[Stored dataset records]
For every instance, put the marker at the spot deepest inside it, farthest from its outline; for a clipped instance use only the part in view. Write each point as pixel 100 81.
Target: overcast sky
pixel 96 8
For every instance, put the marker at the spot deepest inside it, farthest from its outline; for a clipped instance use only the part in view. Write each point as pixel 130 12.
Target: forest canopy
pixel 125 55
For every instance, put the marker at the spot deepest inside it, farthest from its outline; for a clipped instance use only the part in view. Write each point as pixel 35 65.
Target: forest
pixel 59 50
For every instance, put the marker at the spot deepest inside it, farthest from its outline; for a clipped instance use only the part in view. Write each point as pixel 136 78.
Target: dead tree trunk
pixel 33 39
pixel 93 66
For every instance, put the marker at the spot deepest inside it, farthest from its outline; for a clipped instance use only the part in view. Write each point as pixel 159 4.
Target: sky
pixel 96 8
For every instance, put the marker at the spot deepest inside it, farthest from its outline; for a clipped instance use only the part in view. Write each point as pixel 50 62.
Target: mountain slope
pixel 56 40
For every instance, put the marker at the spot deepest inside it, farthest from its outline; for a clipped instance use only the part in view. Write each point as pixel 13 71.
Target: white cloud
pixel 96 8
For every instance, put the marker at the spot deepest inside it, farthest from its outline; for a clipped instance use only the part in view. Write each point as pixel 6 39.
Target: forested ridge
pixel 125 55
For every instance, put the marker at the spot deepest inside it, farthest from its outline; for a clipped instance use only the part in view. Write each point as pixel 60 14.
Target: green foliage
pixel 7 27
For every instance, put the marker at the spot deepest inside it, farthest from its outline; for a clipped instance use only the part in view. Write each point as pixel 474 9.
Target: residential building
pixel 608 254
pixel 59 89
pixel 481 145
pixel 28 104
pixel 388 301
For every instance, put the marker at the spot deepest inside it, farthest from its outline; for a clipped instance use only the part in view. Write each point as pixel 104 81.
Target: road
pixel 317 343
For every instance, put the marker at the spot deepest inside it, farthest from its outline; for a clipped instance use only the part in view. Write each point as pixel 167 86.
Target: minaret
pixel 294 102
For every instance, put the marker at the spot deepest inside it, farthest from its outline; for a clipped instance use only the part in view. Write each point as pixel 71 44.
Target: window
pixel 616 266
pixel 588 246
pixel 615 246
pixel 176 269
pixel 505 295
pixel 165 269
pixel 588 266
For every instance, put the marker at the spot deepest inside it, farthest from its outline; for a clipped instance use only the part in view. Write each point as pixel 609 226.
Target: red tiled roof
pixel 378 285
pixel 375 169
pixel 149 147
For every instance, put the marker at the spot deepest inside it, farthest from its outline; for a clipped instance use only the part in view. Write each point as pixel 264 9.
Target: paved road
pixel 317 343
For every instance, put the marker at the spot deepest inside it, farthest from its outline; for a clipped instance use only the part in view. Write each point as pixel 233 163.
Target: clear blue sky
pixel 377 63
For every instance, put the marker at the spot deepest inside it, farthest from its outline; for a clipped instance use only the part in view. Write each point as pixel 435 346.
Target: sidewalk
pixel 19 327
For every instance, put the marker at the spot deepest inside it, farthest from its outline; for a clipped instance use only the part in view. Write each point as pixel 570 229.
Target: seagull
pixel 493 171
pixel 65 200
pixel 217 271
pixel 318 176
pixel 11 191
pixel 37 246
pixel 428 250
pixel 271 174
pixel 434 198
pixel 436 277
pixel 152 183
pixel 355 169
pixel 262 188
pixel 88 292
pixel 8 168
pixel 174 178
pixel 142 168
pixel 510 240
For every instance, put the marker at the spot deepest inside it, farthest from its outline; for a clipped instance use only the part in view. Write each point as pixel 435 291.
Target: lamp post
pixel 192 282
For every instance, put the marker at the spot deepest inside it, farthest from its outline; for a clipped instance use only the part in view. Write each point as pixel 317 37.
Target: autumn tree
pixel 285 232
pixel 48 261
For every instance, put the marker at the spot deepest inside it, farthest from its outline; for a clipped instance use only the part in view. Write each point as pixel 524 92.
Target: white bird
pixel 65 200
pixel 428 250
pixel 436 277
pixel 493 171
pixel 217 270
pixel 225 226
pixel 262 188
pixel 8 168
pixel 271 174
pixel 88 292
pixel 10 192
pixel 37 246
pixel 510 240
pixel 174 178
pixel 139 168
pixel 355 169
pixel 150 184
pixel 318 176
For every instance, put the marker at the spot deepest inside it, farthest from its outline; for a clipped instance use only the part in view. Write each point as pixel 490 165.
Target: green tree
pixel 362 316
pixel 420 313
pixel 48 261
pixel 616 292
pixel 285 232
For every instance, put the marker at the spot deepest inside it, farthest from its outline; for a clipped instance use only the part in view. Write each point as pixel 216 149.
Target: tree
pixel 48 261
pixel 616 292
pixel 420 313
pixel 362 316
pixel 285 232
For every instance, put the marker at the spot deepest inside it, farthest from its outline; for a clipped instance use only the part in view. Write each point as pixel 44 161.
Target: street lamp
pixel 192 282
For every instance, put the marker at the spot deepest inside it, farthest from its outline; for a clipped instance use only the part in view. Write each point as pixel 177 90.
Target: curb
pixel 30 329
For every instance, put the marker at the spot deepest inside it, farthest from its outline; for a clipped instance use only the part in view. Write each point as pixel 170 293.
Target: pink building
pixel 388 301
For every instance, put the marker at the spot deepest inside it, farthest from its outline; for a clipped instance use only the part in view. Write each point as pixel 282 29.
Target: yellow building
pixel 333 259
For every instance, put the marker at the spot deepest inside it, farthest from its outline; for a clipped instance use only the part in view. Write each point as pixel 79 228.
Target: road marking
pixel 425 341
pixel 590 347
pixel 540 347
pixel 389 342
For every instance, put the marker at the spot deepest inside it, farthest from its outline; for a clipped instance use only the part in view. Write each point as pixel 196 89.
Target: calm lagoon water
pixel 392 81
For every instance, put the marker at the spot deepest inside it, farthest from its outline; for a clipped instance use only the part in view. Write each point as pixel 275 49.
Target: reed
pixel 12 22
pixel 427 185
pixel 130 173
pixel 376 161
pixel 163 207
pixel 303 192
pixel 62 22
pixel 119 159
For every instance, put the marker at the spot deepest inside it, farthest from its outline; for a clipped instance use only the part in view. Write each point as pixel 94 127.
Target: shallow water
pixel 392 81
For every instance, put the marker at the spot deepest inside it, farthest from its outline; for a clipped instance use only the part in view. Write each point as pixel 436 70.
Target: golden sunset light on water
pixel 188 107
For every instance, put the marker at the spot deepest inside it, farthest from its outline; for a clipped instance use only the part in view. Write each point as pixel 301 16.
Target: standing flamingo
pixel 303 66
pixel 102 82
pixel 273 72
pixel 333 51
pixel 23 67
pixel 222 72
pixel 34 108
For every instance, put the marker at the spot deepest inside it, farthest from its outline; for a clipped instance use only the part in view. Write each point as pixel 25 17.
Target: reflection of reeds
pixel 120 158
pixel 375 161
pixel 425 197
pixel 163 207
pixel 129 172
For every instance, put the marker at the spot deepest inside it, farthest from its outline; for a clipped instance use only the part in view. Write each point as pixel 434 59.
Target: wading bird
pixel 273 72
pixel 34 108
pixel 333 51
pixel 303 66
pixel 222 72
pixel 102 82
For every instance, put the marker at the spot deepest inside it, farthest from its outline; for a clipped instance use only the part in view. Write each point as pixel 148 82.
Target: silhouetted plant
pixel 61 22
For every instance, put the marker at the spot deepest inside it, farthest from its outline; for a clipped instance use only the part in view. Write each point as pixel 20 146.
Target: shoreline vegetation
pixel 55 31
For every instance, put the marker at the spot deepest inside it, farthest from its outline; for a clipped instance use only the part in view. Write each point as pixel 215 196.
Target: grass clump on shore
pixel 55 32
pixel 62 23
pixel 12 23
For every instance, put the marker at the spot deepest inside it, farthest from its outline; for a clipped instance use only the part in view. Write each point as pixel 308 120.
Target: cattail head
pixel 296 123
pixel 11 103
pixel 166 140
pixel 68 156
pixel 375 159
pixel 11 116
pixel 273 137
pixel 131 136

**AIM OF THE TASK**. Copy out the lines of the records above word for word, starting at the line that contains "pixel 136 78." and ending after the line that contains "pixel 588 266".

**TASK RESPONSE**.
For every instance, put the marker at the spot deepest inside it, farthest from its outline; for a clipped instance use only the part in view. Write each point as pixel 136 78.
Target: dead tree trunk
pixel 33 39
pixel 93 66
For every instance, put the marker at the spot deepest inside it, farthest from its outline; for a clipped instance use only the part in view. Write each point as pixel 159 4.
Target: sky
pixel 96 8
For every instance, put the marker at the spot deepest inside it, farthest from its outline; for a clipped instance use only the part in view. Write each point as pixel 50 62.
Target: mountain slope
pixel 56 40
For every instance, put the marker at the spot deepest inside it, farthest from its outline; for a clipped instance use only the part in view. Write each point as pixel 13 71.
Target: white cloud
pixel 96 8
For every instance, put the marker at the spot deepest inside it, farthest from its outline; for a clipped instance use only the part in view. Write each point as pixel 6 39.
Target: forested ridge
pixel 125 55
For every instance, put the marker at the spot deepest inside it, farthest from its outline; for a clipped instance use only the part in view. Write each point as pixel 60 14.
Target: green foliage
pixel 7 27
For every instance, put the marker at the spot deepest inside it, farthest from its outline; for a clipped instance use only the part in view. Write each point as pixel 474 9.
Target: residential building
pixel 608 254
pixel 59 89
pixel 481 145
pixel 28 104
pixel 388 301
For every instance, put the marker at the spot deepest inside it, farthest from its outline; for a clipped instance use only the part in view. Write each point as pixel 104 81.
Target: road
pixel 317 343
For every instance, put the marker at the spot deepest inside it, farthest from its outline; for a clipped instance use only the part in view. Write each point as pixel 167 86.
Target: minaret
pixel 294 102
For every instance, put the marker at the spot deepest inside it, farthest from its outline; for a clipped instance use only the part in view. Write each point as pixel 71 44.
Target: window
pixel 616 266
pixel 588 246
pixel 615 246
pixel 176 269
pixel 505 295
pixel 165 269
pixel 588 266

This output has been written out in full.